* Given exercise a
Give the rows again, requests included, from the line with "one marker per instance, written like [121,580]" through the end of the rows. Scale every point coordinate in the answers by 1.45 and round to whole numbers, with halves rounded up. Leave the numbers in the requests and their format samples unchanged.

* Document section
[Start]

Netlify CEO here. I'll try to answer the questions from the thread so far:
Some of our customers are affected by an outage of Googles Load Balancer.
These customers are not taking advantage of our DNS management, or they are not using a DNS provider that supports CNAME flattening and are using their root domain name for their website (ie, no www prefix).
While we don't recommend the setup, we do provide a single IP address to bind an A records for customers that want it.
In general we run our edge infrastructure as a large multicloud setup spanning several different network providers, and offer two separate networks, one for free/self-serve customers that will get newer features faster and one for enterprise customers running mission critical projects where we guarantee very high uptime and reliability through formal SLAs.
The single IP mentioned above however corresponds to a Google Load Balancer, and they are unfortunately currently having an outage for all load balancers in the relevant region. Read more on https://status.cloud.google.com/
Again, while we generally don't recommend using the A name setup for anything mission critical, we are currently doing everything we possible can helping enterprise customers that have chosen this setup to change their configuration.
Really sorry for all the trouble this are causing for our users, full RCA will be forthcoming.

[End]

* Information shown
[Start]

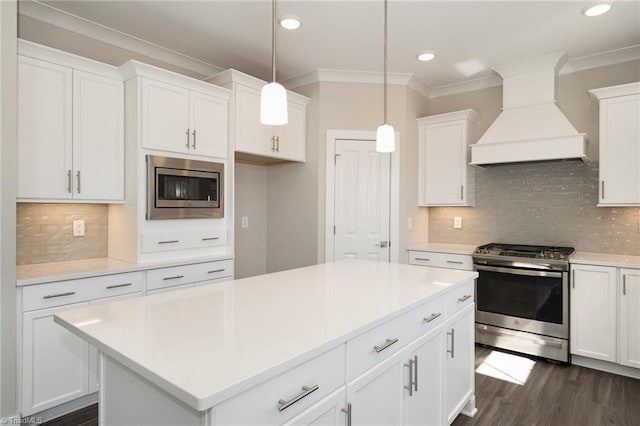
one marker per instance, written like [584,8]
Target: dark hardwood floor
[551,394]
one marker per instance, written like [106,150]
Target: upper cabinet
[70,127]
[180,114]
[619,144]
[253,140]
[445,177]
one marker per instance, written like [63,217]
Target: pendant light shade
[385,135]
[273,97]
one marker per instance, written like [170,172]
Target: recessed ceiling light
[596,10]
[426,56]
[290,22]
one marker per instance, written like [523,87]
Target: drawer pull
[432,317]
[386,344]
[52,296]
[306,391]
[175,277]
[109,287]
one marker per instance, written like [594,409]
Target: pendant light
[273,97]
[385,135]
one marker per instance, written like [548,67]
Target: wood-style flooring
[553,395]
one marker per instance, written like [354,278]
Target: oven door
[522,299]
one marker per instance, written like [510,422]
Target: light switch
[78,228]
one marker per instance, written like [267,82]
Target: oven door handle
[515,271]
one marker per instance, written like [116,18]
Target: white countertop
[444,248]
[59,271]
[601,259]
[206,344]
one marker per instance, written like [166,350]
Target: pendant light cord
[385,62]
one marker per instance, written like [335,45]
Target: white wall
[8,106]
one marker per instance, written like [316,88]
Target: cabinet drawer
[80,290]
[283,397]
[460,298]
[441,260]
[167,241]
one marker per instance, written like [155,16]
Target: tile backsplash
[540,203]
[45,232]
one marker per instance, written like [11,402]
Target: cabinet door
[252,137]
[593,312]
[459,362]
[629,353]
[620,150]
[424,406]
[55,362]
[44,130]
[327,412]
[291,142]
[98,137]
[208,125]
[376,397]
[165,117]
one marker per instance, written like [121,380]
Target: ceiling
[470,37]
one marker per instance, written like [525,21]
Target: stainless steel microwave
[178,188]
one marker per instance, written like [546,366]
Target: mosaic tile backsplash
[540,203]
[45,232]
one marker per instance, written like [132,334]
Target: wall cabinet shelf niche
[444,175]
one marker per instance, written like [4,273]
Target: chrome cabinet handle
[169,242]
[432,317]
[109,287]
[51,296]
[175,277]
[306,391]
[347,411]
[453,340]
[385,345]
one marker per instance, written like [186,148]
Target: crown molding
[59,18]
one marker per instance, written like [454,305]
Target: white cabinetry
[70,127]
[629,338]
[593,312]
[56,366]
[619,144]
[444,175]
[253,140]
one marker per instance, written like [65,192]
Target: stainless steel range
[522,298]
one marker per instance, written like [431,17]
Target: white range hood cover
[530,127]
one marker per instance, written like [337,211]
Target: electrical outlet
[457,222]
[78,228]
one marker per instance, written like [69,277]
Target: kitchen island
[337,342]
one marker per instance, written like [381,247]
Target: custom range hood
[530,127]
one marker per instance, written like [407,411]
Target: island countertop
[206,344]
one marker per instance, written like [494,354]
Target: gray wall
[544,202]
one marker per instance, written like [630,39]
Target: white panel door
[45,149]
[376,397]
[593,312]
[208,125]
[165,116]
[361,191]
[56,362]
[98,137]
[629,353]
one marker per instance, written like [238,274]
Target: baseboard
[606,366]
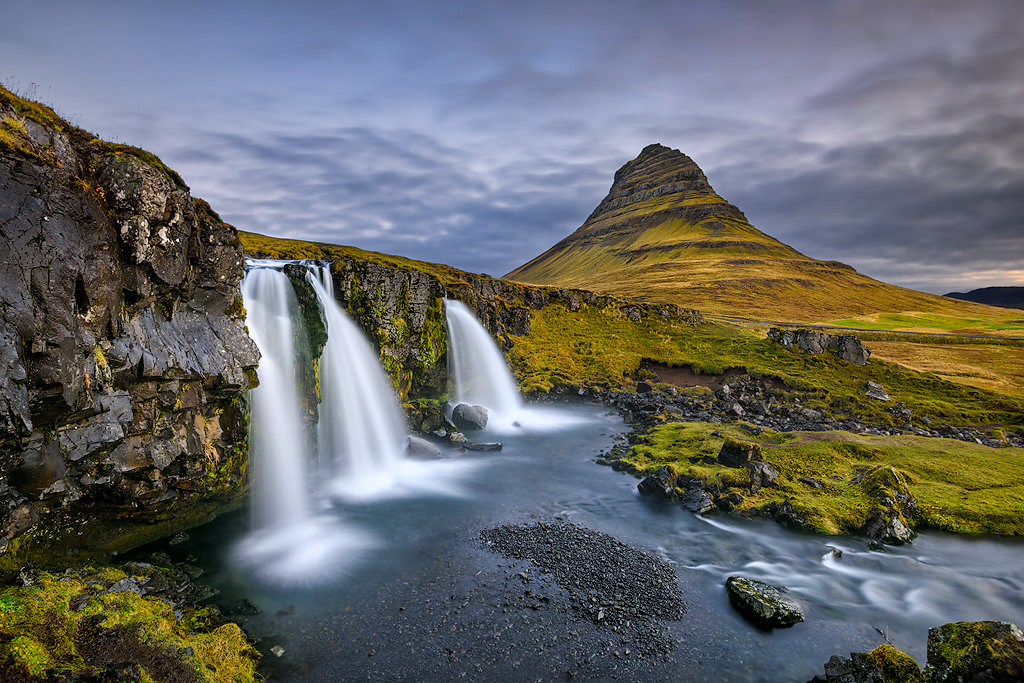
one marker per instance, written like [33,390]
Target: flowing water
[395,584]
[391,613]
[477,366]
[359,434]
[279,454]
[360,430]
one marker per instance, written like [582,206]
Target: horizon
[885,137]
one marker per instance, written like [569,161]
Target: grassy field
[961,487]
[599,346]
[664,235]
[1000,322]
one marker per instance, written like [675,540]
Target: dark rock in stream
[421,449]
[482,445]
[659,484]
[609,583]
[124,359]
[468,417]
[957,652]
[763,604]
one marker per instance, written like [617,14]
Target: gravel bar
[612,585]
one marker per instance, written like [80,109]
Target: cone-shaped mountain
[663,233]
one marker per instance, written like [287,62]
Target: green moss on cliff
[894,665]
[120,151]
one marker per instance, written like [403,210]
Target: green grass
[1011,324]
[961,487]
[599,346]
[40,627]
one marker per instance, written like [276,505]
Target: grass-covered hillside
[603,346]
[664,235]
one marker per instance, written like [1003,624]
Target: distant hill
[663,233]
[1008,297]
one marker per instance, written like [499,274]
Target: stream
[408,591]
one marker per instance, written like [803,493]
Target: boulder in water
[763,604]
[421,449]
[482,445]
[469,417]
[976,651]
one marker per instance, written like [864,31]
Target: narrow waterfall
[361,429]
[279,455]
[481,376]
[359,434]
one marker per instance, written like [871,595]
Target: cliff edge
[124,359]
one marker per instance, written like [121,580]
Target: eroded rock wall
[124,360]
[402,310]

[End]

* Given exercise b
According to the forum post, what does the single IP address offered for A records correspond to?

* Finished answer a
one marker per instance, written like [121,580]
Target: eroded rock wall
[180,522]
[583,450]

* Finished answer b
A Google Load Balancer.